◆ Obiettivo
Riporta tali e quali le righe dei dati qui sotto, dalla riga che contiene "Mark one point per instance of the tree." fino a quella che contiene "Mark one point per instance of the multi-story", entrambe comprese. Lascia fuori dalla risposta le immagini.

◆ Dati forniti
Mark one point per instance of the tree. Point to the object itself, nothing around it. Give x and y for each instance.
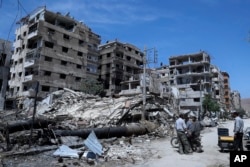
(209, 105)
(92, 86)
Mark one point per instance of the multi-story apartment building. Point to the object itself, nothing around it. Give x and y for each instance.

--

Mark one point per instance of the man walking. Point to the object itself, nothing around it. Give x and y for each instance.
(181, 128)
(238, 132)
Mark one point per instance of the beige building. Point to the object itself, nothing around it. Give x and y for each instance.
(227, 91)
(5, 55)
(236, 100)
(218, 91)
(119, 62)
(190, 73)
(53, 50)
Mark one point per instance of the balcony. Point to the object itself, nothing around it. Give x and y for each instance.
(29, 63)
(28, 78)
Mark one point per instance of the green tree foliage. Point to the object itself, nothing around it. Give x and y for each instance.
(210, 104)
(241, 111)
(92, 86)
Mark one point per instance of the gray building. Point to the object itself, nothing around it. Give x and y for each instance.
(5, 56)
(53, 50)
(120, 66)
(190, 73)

---

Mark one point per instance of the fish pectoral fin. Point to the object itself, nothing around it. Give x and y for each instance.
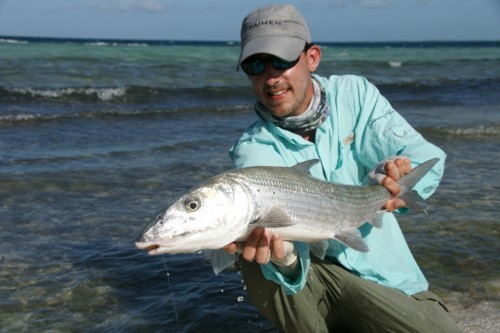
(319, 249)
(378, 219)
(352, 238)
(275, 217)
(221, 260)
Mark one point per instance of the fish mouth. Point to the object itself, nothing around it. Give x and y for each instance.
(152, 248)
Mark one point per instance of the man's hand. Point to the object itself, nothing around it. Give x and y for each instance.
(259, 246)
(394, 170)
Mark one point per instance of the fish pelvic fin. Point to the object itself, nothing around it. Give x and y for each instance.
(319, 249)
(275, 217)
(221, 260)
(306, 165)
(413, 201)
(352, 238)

◆ Risultato
Mark one point per instance of the tree. Point to the object itself, nothing around it. Give x and y for each instance.
(209, 105)
(92, 86)
Mark one point per instance of the multi-story apartment building. Point to the object itself, nothing around it. Give x and y for each instance.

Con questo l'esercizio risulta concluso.